* _TEXT PROVIDED_:

== Segment start ==

Cholesterol also alters membrane fluidity and is a precursor to many important steroids e.g., steroid hormones, biles acid in the small intestine: detergents for absorbing non-polar nutrients

28
Q

What is the driving force for formation of membranes?

A

bury hydrophobic groups away from aqueous solvent

  • van der waals interactions
  • increase in solvent entropy
29
Q

What are micelles?

A

cone shaped lipids that form monolayers. Individual units are wedge shaped

30
Q

What are the uses of micelles?

A

detergents and adsorption of fat-soluble vitamins and non-polar lipids in the small intestine

31
Q

What is a lipid bilayer?

A

the basic structural element of membranes. When mixed with water, lipids will try to bury the hydrophobic moieties and have the hydrophilic parts interact with the water. It is this hydrophobic interaction that is the thermodynamic driving force. By burying the hydrophobic groups it reduces the exposed hydrophobic surface to water, thus reducing the number of molecules in the shell of ordered water, resulting in an increase in entropy.

32
Q

liposomes and vesicles are what type of lipids? c

A

cylindrical lipids and liposomes are self-sealed, solvent-filled sphere

33
Q

why is the membrane described as a fluid mosaic model?

A

b/c proteins are embedded in the bilayer and held by hydrophobic interactions between the membrane lipids and the hydrophobic domains in the protein. there is an asymmetric distribution of lipids and proteins in the membrane. These individual lipids and proteins form a mosaic like a ceramic‐tile mosaic, but unlike the ceramic‐tile mosaic where the pattern is fixed, the membrane is free to change constantly. Hence the term fluid moaic model. It is often likened to a lipid ocean with floating protein icebergs.

34
Q

Are hydrophilic protein surfaces and head groups soluble in the lipid phase?

A

no, such interactions must be catalyzed

35
Q

what are the ways proteins can move through a membrane?

A

1) lateral diffusion - does not require catalysis

2) transverse diffusion/flip flip - is very slow in the absence of a catalyst.

36
Q

What is transverse diffusion? why is a catalyst needed?

A

transverse diffusion requires that that a polar head group move from an aqueous environment into the hydrophobic interior of the bilayer, a process which is not energetically favorable. However, a catalyst can reduce that energy barrier and make the translocation possible.

== Segment end ==

* _WHAT YOU NEED TO DO_:
1. From the membrane study notes, extract everything from "1) lateral diffusion" down to "the translocation possible.".
2. Write the next part of the membrane study notes, picking up after their final sentence.
The material that follows is separate from the membrane notes above.

* _SUPPLIED RECORDS_:
== Segment start ==

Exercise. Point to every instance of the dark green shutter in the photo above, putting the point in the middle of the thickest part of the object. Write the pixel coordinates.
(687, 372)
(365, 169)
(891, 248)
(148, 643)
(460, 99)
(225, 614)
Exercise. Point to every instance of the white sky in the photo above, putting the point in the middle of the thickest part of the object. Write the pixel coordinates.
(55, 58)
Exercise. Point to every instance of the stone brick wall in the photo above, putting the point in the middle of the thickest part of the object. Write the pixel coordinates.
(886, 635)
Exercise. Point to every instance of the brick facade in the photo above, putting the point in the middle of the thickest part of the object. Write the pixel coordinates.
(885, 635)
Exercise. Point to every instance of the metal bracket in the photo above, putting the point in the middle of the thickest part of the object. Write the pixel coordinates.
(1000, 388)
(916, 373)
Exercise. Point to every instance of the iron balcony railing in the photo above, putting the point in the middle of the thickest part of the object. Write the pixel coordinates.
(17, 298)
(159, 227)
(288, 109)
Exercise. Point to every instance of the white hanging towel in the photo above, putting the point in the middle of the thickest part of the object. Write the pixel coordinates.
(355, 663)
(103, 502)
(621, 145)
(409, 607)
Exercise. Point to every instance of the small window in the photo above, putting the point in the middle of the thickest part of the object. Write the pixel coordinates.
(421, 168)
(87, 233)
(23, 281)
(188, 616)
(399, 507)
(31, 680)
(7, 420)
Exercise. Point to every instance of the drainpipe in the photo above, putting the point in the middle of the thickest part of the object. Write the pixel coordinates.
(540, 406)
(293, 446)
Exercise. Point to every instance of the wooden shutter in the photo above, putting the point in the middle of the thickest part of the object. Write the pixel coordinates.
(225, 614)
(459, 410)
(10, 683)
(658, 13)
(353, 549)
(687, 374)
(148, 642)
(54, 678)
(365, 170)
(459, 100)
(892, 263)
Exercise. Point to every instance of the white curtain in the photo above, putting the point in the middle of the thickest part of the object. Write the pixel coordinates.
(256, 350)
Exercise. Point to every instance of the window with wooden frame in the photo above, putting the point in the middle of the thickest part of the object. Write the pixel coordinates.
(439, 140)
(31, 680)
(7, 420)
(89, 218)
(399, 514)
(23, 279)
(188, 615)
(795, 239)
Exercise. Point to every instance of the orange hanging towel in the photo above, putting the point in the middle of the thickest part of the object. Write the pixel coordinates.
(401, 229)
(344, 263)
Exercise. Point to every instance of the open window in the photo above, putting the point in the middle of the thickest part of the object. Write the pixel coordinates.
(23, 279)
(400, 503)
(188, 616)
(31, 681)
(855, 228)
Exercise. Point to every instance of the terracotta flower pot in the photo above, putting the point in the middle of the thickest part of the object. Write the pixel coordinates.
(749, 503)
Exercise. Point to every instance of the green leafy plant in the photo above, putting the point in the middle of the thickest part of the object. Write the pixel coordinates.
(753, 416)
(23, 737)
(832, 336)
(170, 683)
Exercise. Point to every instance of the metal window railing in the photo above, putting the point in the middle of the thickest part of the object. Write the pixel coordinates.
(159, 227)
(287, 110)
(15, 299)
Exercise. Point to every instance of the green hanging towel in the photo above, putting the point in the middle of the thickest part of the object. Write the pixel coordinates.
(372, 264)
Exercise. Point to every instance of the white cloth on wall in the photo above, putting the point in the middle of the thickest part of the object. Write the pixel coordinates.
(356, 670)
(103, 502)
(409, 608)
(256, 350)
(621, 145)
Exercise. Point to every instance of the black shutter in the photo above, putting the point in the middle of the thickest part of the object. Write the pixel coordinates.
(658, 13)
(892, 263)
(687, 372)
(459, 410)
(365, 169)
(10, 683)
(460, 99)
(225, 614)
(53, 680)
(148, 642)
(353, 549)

== Segment end ==

* _RESULTS FOR THE EXERCISE_:
1.
1) lateral diffusion - does not require catalysis

2) transverse diffusion/flip flip - is very slow in the absence of a catalyst.

36
Q

What is transverse diffusion? why is a catalyst needed?

A

transverse diffusion requires that that a polar head group move from an aqueous environment into the hydrophobic interior of the bilayer, a process which is not energetically favorable. However, a catalyst can reduce that energy barrier and make the translocation possible.

2.
37
Q

What are the three enzymes involved in transverse diffusion?

A

1) flippase
2) floppase
3) scramblase

38
Q

What happens to membrane fluidity when the temperature is low?

A

it is gel like an ordered - movement of individual molecules is constrained

39
Q

What happens to membrane fluidity when the temperature is high?

A

membrane is fluid (disordered) - hydrocarbon chains are in constant motion and there is lateral diffusion of individual lipid molecules w/in the bilayer.

name: fluid or liquid-disordered state

40
Q

What helps regulate fluidity of a membrane?

A

1) chain length
2) degree of saturation
3) cholesterol

41
Q

When it comes to membrane fluidity, shorter lipids cause what?

A

decrease the transition temperature (are desaturated) making the lipid membrane more fluid

42
Q

How does cholesterol affect membrane fluidity ?

A

Cholesterol can either increase or decrease fluidity

  • w/lipids that have long saturated acyl chains - cholesterol increases fluidity
  • w/lipids that have unsaturated fatty acyl chains, cholesterol causes the acyl chains to be more constrained in their movement thus reducing fluidity and fatty acid movement
  • cholesterol also increases the width of a membrane
43
Q

What is frap?

A

fluorescence recovery after photobleaching

44
Q

What does frap measure?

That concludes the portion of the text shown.